[[ Excerpt open ]]

Monday, September 3, 2012

Breeding Leonardo

From Peter Farb's Humankind. I love unexpected historical surprises. Who would have guessed that this ever occurred.
Shortly after Leonardo da Vinci died in 1519 at the age of 67, his younger half-brother Bartolommeo set out to reproduce a living duplicate of the great painter, sculptor, engineer, and author. Since he and Leonardo were related, the father that Bartolommeo chose was himself. He chose as his wife a woman whose background was similar to that of Leonardo's mother; She was young and came of peasant stock, and had also grown up in the village of Vinci. The couple produced a son, Piero, who was then carefully reared in the same region of the Tuscan countryside, between Florence and Pisa, that had nurtured Leonardo. Little Piero soon displayed an artistic talent, and at the age of twelve he was taken to Florence, where he served as an apprentice to several leading artists, at least one of whom had worked with Leonardo. According to Giorgio Vasari, the leading art historian of the period, young Piero "made everyone marvel . . . and had made in five years of study that proficiency in art which others do not achieve save after length of life and great experience of many things." In fact, Piero was often referred to as the second Leonardo.

[[ Excerpt closed ]]
[[ Data open ]]

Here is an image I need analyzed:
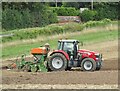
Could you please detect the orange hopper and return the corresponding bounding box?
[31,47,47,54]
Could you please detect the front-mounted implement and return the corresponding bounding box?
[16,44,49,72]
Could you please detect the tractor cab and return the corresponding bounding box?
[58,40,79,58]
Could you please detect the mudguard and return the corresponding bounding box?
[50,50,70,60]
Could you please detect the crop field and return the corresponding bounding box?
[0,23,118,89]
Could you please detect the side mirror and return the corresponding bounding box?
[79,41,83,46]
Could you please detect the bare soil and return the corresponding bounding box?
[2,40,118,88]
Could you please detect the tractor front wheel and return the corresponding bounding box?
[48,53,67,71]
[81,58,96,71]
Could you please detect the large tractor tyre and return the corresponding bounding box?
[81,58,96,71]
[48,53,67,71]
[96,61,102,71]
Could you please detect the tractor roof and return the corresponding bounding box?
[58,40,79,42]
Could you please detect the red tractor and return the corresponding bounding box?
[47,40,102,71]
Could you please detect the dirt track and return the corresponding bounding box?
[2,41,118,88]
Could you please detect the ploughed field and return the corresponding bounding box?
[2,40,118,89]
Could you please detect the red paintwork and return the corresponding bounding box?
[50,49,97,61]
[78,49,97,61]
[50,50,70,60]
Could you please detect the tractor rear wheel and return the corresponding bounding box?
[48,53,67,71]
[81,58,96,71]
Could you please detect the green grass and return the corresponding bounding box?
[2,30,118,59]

[[ Data closed ]]
[[ Data open ]]

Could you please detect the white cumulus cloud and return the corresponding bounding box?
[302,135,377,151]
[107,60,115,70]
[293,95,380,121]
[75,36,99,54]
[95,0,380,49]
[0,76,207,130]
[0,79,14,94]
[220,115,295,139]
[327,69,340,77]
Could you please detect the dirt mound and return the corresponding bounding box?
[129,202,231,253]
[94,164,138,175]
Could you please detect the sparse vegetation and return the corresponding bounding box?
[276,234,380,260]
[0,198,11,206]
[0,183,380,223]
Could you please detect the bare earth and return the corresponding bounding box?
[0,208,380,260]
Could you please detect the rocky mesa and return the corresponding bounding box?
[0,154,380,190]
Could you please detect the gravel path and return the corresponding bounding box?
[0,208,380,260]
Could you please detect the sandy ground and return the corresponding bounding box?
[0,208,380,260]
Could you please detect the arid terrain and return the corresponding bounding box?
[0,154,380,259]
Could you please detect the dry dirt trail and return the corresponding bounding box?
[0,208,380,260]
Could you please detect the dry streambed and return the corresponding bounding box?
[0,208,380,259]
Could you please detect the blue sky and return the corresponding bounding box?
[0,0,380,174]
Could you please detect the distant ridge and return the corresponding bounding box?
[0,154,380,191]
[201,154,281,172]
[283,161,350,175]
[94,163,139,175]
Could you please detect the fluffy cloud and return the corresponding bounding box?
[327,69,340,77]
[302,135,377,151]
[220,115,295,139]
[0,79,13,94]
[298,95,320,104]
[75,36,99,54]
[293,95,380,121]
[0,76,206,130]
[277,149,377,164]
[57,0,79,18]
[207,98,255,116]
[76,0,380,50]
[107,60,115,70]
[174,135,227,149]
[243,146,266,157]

[[ Data closed ]]
[[ Data open ]]

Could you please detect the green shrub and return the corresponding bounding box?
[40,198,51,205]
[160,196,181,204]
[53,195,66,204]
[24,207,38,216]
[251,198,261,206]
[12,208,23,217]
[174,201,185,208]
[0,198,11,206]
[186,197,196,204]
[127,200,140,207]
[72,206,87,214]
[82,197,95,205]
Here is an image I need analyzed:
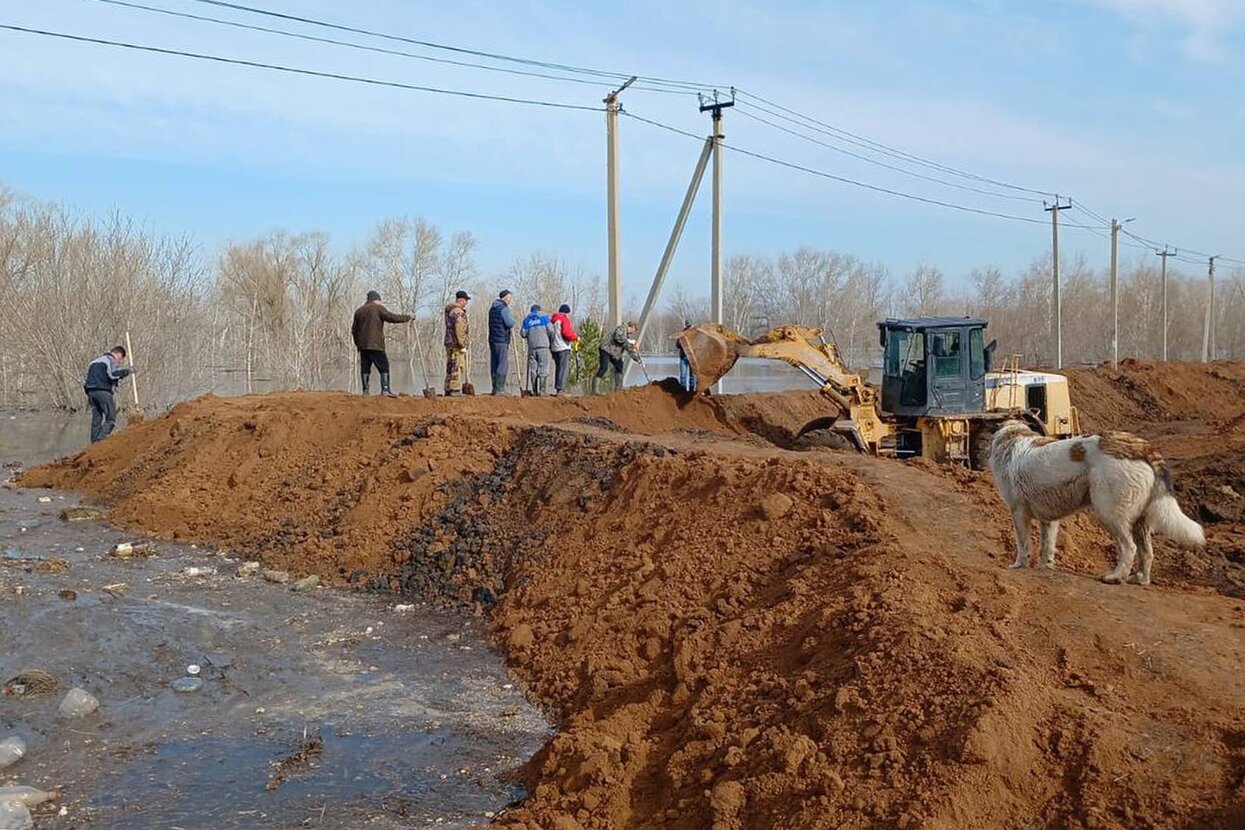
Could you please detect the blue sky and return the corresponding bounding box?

[[ Data closed ]]

**Questions**
**A.** Name every person mentioned by name in the post about breeding Leonardo.
**B.** Give a two-sentence summary of the post about breeding Leonardo.
**C.** Carry the post about breeding Leonardo forward from its last sentence.
None of the rows are needed for this work.

**Results in order**
**A.** Peter Farb, Leonardo da Vinci, Bartolommeo, Piero, and Giorgio Vasari.

**B.** After Leonardo da Vinci died in 1519, his half-brother Bartolommeo tried to produce a living duplicate of him by fathering a son with a young woman of peasant stock from Vinci, whose background resembled that of Leonardo's mother. The son, Piero, was raised in the same part of the Tuscan countryside, showed artistic talent, apprenticed in Florence from age twelve, and was praised by Giorgio Vasari and often called the second Leonardo.

**C.**
At the age of 23, however, Piero died of a fever and so it is impossible to predict with certainty what he might have gone on to achieve - though there is some indication in that Piero's works have often been attributed to the great Michelangelo. Nor is it possible to say positively how much of Piero's genius was due to heredity and how much to environment. Full brothers share, on average, fifty per cent of their genes, but Bartelemmeo and Leonardo were half-brothers and so would have had only about a quarter of their genes in common. Piero's mother and Leonardo's mother do not appear to have been related, but in the closely knit peasant village of Vinci it is quite possible that they had ancestors in common and thus shared genes. On the other hand, a strong environmental influence cannot be ruled out. The young Piero was undoubtedly aware of his acclaimed uncle; and certainly his father, Bartolommeo, provided every opportunity that money could buy for the boy to emulate him. But Bartolommeo's efforts to give the world a second Leonardo by providing a particular heredity and environment might, after all, have had little influence. Piero possibly was just another of the numerous talented Florentines of his time.
Lots of thoughts. How early people thought of themselves as breeding stock. Whether sheer expectation might have played a role. How amazing it is that we know this story half a millennium later. What the nature of the courtship might have been. How do you even open that conversation - "I want to marry you to breed a second Leonardo"? Finally - today's helicopter parents don't hold a candle to those of yore.